>> BEGIN EXCERPTED RECORDS

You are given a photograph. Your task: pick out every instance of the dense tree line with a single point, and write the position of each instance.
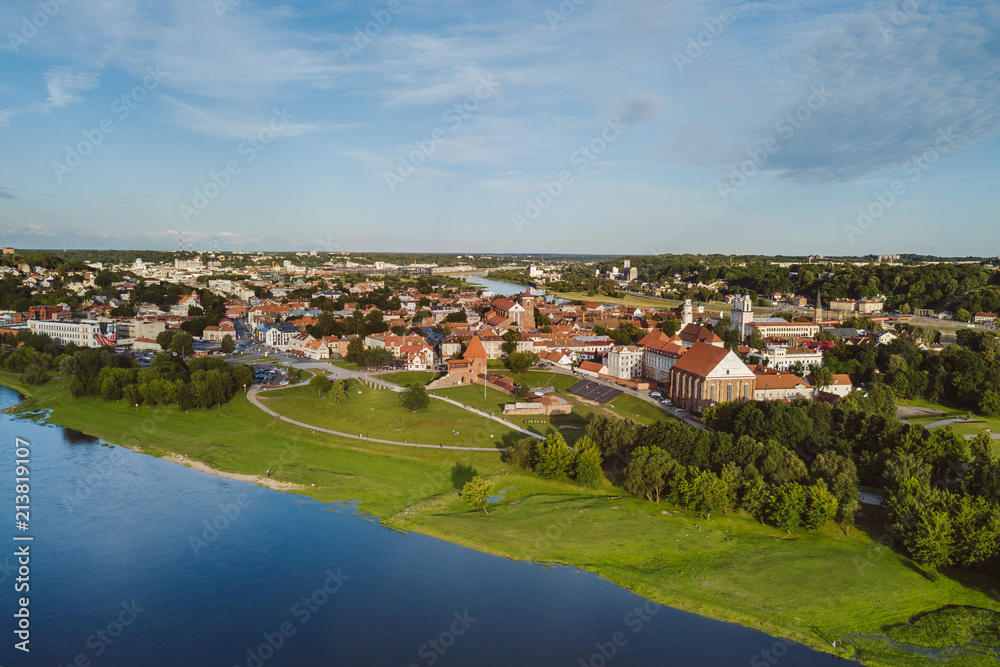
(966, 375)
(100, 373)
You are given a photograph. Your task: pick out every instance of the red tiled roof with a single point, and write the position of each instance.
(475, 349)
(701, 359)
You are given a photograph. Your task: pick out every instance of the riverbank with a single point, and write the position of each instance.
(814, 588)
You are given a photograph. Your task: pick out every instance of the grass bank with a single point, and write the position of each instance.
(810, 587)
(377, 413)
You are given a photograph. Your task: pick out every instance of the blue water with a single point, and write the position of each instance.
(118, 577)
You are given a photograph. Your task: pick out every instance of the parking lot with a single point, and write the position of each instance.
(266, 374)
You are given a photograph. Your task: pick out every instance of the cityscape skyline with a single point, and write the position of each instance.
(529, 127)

>> END EXCERPTED RECORDS
>> BEGIN EXCERPTED RECORDS

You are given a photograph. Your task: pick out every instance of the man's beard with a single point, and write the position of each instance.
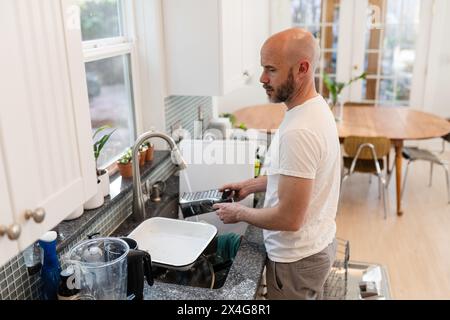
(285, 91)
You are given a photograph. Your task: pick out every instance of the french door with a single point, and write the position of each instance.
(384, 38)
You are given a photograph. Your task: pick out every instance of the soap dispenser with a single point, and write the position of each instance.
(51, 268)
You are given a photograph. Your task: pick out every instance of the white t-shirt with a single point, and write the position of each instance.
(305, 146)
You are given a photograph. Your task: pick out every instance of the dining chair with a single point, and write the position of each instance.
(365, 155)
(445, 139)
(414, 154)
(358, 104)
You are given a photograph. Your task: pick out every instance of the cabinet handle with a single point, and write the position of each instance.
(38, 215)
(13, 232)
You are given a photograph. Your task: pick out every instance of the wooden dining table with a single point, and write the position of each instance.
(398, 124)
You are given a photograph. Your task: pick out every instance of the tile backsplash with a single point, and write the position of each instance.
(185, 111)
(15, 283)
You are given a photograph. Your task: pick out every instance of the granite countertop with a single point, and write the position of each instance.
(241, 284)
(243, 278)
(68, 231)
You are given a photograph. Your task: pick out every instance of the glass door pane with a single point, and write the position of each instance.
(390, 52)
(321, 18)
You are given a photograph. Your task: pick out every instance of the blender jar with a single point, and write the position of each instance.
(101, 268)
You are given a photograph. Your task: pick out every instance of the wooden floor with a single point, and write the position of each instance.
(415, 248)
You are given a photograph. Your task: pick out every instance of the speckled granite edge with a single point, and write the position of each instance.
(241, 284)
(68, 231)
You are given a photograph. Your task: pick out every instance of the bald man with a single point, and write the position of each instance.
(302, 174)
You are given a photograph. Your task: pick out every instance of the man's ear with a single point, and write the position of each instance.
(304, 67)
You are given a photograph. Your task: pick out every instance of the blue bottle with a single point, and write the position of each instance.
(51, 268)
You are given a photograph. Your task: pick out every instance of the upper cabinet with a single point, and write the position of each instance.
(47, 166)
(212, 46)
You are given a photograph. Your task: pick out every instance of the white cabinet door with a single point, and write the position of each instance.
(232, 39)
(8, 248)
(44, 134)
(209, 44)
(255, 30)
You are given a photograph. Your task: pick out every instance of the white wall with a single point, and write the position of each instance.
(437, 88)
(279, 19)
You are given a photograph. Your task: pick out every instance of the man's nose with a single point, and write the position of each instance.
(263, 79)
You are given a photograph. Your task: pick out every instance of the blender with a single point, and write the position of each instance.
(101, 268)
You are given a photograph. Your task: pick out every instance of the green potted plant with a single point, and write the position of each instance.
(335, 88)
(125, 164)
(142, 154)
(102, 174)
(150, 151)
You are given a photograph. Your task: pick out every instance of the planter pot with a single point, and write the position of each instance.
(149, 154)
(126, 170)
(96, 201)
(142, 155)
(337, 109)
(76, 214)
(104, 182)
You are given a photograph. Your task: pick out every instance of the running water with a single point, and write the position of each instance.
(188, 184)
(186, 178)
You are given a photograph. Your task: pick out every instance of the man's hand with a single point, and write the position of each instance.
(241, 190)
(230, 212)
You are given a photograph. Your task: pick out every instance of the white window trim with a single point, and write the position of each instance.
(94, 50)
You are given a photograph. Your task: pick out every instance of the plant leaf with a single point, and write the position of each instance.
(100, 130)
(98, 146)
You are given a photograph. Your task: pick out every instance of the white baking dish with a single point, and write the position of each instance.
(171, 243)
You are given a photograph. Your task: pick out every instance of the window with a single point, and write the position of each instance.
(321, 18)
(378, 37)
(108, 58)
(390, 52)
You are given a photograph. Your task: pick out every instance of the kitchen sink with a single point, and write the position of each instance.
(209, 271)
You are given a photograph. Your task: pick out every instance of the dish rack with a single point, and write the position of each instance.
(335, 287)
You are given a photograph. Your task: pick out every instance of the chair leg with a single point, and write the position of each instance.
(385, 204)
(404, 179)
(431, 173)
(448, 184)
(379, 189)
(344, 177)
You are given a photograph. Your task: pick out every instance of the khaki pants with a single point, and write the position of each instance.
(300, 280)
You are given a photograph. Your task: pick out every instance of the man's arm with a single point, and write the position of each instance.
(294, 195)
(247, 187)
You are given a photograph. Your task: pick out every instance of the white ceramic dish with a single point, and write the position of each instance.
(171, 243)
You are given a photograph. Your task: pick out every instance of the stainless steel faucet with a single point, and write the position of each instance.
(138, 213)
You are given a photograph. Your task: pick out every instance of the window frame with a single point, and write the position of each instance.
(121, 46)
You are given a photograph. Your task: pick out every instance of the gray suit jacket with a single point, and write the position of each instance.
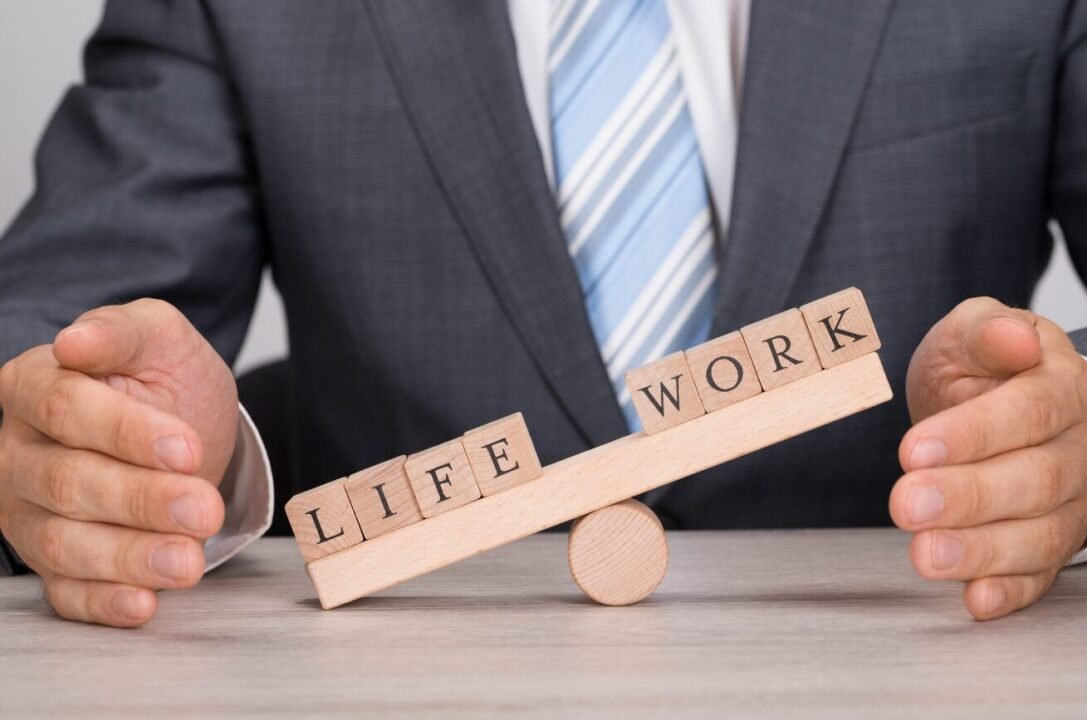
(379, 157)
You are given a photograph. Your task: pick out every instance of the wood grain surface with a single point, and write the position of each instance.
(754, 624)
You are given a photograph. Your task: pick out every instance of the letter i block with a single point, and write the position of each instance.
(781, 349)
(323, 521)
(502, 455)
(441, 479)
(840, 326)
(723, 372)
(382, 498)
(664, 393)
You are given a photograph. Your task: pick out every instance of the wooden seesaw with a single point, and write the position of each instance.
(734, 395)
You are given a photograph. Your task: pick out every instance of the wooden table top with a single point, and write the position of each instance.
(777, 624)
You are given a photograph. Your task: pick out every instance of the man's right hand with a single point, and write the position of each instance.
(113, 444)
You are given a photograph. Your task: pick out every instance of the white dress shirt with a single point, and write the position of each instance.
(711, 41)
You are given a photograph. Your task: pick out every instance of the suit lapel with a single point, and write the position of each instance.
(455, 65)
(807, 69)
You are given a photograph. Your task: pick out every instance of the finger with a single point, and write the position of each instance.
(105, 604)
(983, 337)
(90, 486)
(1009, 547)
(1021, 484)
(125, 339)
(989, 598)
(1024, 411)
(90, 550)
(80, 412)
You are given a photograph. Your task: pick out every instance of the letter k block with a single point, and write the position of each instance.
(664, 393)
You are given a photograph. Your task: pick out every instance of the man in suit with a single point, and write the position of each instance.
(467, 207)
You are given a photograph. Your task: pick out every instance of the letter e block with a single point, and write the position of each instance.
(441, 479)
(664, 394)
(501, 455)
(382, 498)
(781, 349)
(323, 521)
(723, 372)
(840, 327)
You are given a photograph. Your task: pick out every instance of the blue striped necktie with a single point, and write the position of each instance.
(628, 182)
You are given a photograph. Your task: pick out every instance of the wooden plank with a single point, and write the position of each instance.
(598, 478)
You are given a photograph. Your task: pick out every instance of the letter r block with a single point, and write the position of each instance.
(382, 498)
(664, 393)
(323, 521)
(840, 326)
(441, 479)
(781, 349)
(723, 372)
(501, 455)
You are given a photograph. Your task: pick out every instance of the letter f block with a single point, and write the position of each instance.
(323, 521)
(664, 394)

>> END EXCERPTED RECORDS

THE PROBLEM
How many lines of the entries above contain the word "blue"? Reply with the number alone.

SOLUTION TO THIS TASK
3